» Exercise details:
Carry on the blog post below about the first IHR seminar students, picking up right after its final sentence.

# Start of Reading text

In the second of two blog posts for the IHR centenary project From Jazz to Digital: exploring the student contribution at the IHR, 1921-2021. Current IHR students find out about the first students to attend IHR seminars and what became of them?

 

Names listed in the IHR’s Annual Report 1921-22 soon became personalities as our research took shape.  Particularly pleasing to us were stories of triumph in the face of adversity and of successful careers which followed in post-First World War Britain. Less encouraging were the obvious limitations experienced at the time by women students.  

Most unusual was the story of Leicestershire school master Herbert E Howard, who wrote detective crime fiction in his spare time and later became a national broadcaster. Howard was not the only student from the first cohort to achieve a modest public profile but of those whom we have been able to trace with some certainty, most became academics, teachers or researchers, with some achieving the kind of prominence that resulted in what none of them could ever have imagined –recognition in the form of a 21st century website entry.  

Students included Dutchman Gustaaf Johannes Renierwho, on the outbreak of the First World War, swapped his doctoral studies at Ghent University for the safety of London, where he became London editor of Nieuwe Courant. Beginning a PhD at University College in 1921, he completed his thesis on 19th century Anglo-Dutch relations in 1930 and by 1936, Renier had succeeded his doctoral supervisor, Pieter Geyl, as Reader in Dutch history at University College. Combining academia with journalism – in 1939 he was a contract staff member at the BBC – Renier published widely, including a foray into social science with, The English: Are They Human? (1931, Williams and Norgate). His 1950 historiographical work, History: It’s Purpose and Method, was reprinted by Routledge in March 2018.  

New Zealander Esmond de Beer was also personally affected by the war. Soon after winning a place at New College, Oxford to study History in 1914, de Beer’s studies were replaced by active service in India. Awarded a war degree by Oxford on his return, in 1921 he enrolled for an MA in History at University College. De Beer later took on high-profile roles at the Historical Association, the National Portrait Gallery and London Library and during the Second World War helped out at the IHR when members of staff were called up for service. He later edited John Evelyn’s diary (Oxford University Press, 1955) and the correspondence of John Locke (Clarendon Press, 1989). 

Our study included only those twenty-three students who were listed in the IHR Annual Reports as full-time history masters and doctoral candidates, enrolled at one of the registered colleges of the University of London, in 1921. Students ranged in age from twenty-one to forty-four and some already had established careers – as secondary school history teachers, journalists or librarians.   

Most were registered at University College, where the IHR’s founder, Albert Pollard, was a professor of constitutional history. College fees included charges for attendance at IHR seminars, which arguably were not cheap. The IHR charged the colleges £5 5s per session for registered students at PhD level and £2 12s 6d per session for MA students, while unregistered students paid £4 14s 6d. Upmarket addresses on correspondence to Pollard, suggest that students, or their families, were well able to afford them. It is clear from his correspondence that Pollard was a people person, good at developing contacts globally and happy to provide deserving former students with references and, where merited, personal introductions. From its inception, the IHR actively developed links with American universities through its Anglo-American Conference. In 1921, five students, including four PhD candidates, came from overseas.

# End of Reading text
# Start of Data

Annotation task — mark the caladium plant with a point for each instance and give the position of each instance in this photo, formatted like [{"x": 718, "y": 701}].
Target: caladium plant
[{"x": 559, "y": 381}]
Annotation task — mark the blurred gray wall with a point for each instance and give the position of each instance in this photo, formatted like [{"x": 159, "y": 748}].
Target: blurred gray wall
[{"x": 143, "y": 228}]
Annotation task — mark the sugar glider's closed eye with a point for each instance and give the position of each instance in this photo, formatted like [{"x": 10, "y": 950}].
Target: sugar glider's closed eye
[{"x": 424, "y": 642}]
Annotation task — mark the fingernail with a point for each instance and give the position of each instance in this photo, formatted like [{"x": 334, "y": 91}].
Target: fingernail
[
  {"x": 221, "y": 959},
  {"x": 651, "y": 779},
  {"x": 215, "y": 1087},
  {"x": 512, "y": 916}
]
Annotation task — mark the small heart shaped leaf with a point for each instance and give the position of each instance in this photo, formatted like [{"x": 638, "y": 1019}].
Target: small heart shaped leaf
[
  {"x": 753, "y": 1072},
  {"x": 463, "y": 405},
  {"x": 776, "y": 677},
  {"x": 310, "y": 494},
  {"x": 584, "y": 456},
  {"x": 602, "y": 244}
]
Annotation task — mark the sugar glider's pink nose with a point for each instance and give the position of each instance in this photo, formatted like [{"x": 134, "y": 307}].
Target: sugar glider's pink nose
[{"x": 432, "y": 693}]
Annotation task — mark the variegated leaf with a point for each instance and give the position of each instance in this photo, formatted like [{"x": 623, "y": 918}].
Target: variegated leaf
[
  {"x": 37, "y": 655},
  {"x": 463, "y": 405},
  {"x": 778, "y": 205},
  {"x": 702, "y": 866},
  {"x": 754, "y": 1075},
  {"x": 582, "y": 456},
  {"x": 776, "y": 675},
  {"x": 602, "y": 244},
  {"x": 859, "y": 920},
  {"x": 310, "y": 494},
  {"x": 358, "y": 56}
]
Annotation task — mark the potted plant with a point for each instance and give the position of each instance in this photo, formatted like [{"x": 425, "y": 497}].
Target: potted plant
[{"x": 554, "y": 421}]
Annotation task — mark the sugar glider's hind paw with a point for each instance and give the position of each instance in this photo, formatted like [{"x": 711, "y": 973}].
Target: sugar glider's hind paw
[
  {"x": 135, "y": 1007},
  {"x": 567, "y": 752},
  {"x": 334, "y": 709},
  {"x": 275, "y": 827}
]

# End of Data

» Right answer:
Canadian George Simpson cut short his doctoral studies at King’s College after just one year. Nevertheless, he rose to become Head of History and Assistant Dean of the College of Arts and Science at his alma mater, the University of Saskatchewan. Simpson edited the first English language history of the Ukraine and published widely on Ukrainian and Slavic history, in 1947 receiving an honorary doctorate from the Free Ukrainian University. 

Returning home to Canada with a doctorate from University College, Aileen Dunham became a Professor of History at Wooster College, Ohio, where she remained from 1929 until 1992. The college later established a History Scholarship in recognition of her contribution as Chair of the Department of History, 1946-1966.  

At a time when British university education was a predominantly male privilege, it is notable that seventeen of the twenty-three enrolled in 1921 were women, possibly due to the high representation of female history teachers at the University. As one of the few professions then open to women, teaching was also a destination for many students, although commonly at secondary level. To be an expensively university-educated female teacher was still relatively rare however, with the training colleges providing an alternative, free form of higher education for most women teachers. With the marriage bar also firmly in place during the inter-war period, many ensured they kept their careers by remaining single. The only female member of the Class of 1921 found to have married was Elsie Herrington, who, after graduating with an MA from King’s College in 1923, later became Mrs Lomer. We were unable to establish if Elsie maintained her interest in history.  

At 22, one of the youngest master’s students, Ruth Bird was Bedford College’s trailblazer. The only historian from the college to graduate with a first-class BA honours degree, she subsequently became the first recipient of its prestigious Amy, Lady Tate Research Scholarship (1921-23) covering her tuition fees and use of the IHR. At master’s level she achieved a Distinction, again the first in History that her college had awarded. Bird became a secondary school history teacher, staying put in her second post at a girls’ grammar in Leicester. Her publications included a revision of her master’s thesis on London’s fourteenth-century guilds, and entries for the IHR’s Victoria County History series. Bird’s achievements won her an entry in the Oxford Dictionary of National Biography. 

Rosina Downing and Mildred Whibley had both attended the London Day Training College (LDTC), later to become the Institute of Education but then under the joint auspices of the University of London and London County Council. Both registered for MA studies at University College, but while Mildred graduated in 1923, there is no record of Rosina having completed, although the 1939 Register has her listed as an Essex schoolteacher.  

Mary Hemmant, who had attended the Maria Grey Training College before studying for a PhD at University College, became an historical researcher. We were unable to find documentation confirming the graduation of Hemmant, the daughter of British-Australian politician William Hemmant, (Legislative Assembly of Queensland 1871 – 1876). However, a letter written in June 1929 by Professor Pollard to Dr Edwin Deller, Registrar, University of London, notes the details of her viva voce, to be held on 3 July 1929. King’s College MA graduate Clare Musgrave, one of the first students to attend an IHR seminar, was listed on the 1939 Register, aged forty-four, as a ‘retired history specialist’.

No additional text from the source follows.